• CONSIGNES:
1. Modifiez le passage de l'extrait qui commence par « Le Chef de l’Etat » et se termine par « cours au Togo. » en y remplaçant « Avril » par « Mai », puis donnez ce passage ainsi changé.
2. D'après l'extrait, de quel lieu et de quelle date la lettre adressée à Emmanuel Macron est-elle datée ?

• EXTRAIT SOURCE:
--- --- ---

Le Chef de l’Etat togolais Faure Gnassingbé est annoncé chez Emmanuel Macron en Avril prochain. En prélude à cette visite, plusieurs organisations de la société civile se sont concertées pour saisir le le président Emmanuel Macron sur la violation des droits humains, l’impunité, la corruption, la restriction des espaces de liberté, le musèlement de la presse qui ont cours au Togo.

Lomé, le 15 Février 2021

À

Son Excellence Emmanuel MACRON, Président de la République Française,

Le Palais de L’Élysée, 55 Rue du Faubourg Saint-Honoré, 75008 Paris,

Paris-FRANCE

Objet :Plaidoyer de la société civile togolaise.

--- --- ---

• INFORMATIONS FOURNIES:
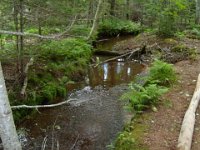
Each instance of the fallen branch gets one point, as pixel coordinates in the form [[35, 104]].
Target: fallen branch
[[114, 58], [187, 128], [30, 63], [43, 106]]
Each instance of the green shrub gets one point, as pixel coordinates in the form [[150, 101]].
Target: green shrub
[[162, 73], [141, 98], [114, 26], [66, 50]]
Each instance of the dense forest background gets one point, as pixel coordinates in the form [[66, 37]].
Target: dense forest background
[[46, 44]]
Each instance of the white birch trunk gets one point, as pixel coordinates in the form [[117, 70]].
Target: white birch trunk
[[197, 11], [187, 128], [95, 20], [8, 132]]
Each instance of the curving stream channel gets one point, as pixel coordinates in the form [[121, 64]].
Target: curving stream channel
[[93, 120]]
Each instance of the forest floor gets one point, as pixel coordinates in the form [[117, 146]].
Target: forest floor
[[165, 124], [162, 127]]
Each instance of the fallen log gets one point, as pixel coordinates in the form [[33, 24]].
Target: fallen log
[[107, 53], [26, 76], [130, 53], [187, 128]]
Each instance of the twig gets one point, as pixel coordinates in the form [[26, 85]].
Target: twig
[[75, 142], [43, 106]]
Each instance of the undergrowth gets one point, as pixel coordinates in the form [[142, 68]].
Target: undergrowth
[[142, 97], [114, 26], [58, 63]]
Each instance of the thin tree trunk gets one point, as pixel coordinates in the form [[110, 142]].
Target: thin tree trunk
[[7, 127], [16, 23], [127, 9], [21, 52], [112, 7], [95, 20], [197, 11], [187, 128]]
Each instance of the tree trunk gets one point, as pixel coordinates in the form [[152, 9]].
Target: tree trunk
[[95, 20], [186, 133], [127, 9], [16, 23], [197, 11], [7, 127], [21, 51], [112, 7]]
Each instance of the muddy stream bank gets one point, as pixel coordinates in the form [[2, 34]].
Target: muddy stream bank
[[93, 120]]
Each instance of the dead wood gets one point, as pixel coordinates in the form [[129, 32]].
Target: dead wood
[[187, 128]]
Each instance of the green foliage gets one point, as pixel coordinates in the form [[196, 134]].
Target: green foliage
[[66, 50], [141, 98], [80, 30], [125, 141], [114, 26], [168, 16], [162, 73]]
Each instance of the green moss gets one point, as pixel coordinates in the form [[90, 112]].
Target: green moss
[[57, 63], [115, 26], [133, 135]]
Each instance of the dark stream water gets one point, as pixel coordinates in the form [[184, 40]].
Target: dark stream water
[[92, 121]]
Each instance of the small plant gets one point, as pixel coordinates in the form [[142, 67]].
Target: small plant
[[125, 141], [114, 26], [162, 73], [141, 98]]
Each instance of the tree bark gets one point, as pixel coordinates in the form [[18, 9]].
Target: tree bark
[[7, 127], [95, 20], [197, 11], [112, 7], [187, 128]]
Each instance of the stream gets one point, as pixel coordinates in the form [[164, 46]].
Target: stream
[[93, 120]]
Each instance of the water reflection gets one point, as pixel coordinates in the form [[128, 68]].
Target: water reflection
[[113, 73]]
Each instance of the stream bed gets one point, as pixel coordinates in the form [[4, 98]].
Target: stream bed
[[93, 120]]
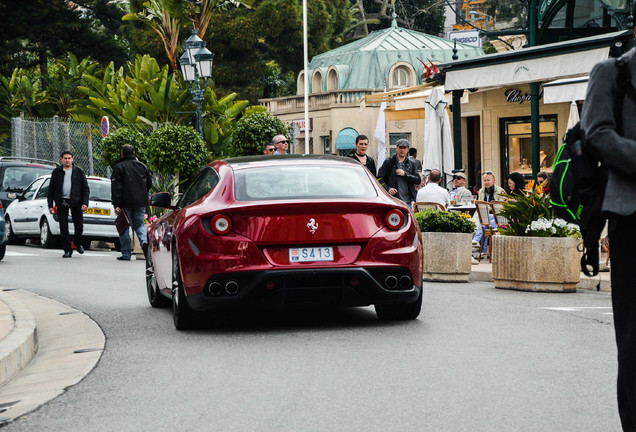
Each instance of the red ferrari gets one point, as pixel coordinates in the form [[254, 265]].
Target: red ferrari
[[268, 231]]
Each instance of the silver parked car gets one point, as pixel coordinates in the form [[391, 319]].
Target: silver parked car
[[29, 216]]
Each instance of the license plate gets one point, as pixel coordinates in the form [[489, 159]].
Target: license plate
[[311, 254], [102, 212]]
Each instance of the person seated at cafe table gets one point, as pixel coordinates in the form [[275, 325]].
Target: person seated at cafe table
[[459, 194], [489, 192], [433, 192], [516, 184]]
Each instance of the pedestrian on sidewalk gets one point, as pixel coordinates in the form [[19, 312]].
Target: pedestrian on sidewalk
[[69, 191], [608, 127], [130, 184]]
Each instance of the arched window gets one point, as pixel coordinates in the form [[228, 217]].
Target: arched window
[[332, 80], [401, 77], [317, 82]]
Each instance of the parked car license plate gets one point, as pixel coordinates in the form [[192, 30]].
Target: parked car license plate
[[102, 212], [311, 254]]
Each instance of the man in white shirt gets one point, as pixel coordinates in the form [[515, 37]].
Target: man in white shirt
[[433, 192], [459, 193]]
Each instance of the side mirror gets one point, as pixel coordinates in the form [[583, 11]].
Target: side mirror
[[161, 200]]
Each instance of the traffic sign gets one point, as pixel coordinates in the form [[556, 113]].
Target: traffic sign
[[105, 126]]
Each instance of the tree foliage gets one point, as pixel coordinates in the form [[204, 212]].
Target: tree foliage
[[112, 144], [176, 150], [255, 130]]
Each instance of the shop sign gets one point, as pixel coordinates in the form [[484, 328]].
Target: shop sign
[[468, 37], [301, 124], [517, 96]]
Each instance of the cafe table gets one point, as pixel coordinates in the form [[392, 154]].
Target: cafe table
[[466, 208]]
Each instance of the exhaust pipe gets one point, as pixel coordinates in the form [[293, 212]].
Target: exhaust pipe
[[405, 282], [390, 282], [231, 287], [215, 288]]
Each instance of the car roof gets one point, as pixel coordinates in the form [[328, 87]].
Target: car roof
[[25, 161], [280, 160]]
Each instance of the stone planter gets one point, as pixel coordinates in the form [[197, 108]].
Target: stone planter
[[447, 256], [536, 263]]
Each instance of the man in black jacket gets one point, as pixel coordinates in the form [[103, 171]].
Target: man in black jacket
[[130, 184], [69, 191], [398, 174]]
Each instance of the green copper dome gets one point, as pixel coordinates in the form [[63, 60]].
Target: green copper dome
[[367, 62]]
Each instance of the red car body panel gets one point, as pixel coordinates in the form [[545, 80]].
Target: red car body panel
[[263, 232]]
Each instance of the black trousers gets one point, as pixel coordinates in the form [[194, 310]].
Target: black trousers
[[78, 224], [622, 235]]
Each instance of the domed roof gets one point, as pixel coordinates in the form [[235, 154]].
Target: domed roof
[[371, 58]]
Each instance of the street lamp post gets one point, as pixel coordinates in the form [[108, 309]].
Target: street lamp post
[[196, 63]]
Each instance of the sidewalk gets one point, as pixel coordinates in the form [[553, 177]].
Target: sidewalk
[[601, 282], [45, 347]]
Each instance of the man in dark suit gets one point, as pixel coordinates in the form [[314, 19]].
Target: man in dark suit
[[615, 140], [69, 191]]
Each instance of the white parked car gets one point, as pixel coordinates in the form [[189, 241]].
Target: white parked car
[[29, 216]]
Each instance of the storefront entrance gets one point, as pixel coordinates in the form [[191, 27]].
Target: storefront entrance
[[516, 145]]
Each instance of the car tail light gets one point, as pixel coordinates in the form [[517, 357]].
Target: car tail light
[[394, 219], [221, 224]]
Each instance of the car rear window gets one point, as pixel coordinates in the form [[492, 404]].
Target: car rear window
[[302, 181], [17, 178], [100, 190]]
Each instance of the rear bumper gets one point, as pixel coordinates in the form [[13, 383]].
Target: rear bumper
[[354, 286]]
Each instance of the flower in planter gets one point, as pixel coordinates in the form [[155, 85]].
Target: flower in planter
[[443, 221], [531, 216]]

--- --- ---

• RÉPONSES PAR CONSIGNE:
1.
Le Chef de l’Etat togolais Faure Gnassingbé est annoncé chez Emmanuel Macron en Mai prochain. En prélude à cette visite, plusieurs organisations de la société civile se sont concertées pour saisir le le président Emmanuel Macron sur la violation des droits humains, l’impunité, la corruption, la restriction des espaces de liberté, le musèlement de la presse qui ont cours au Togo.

2. Elle est datée de Lomé, le 15 février 2021.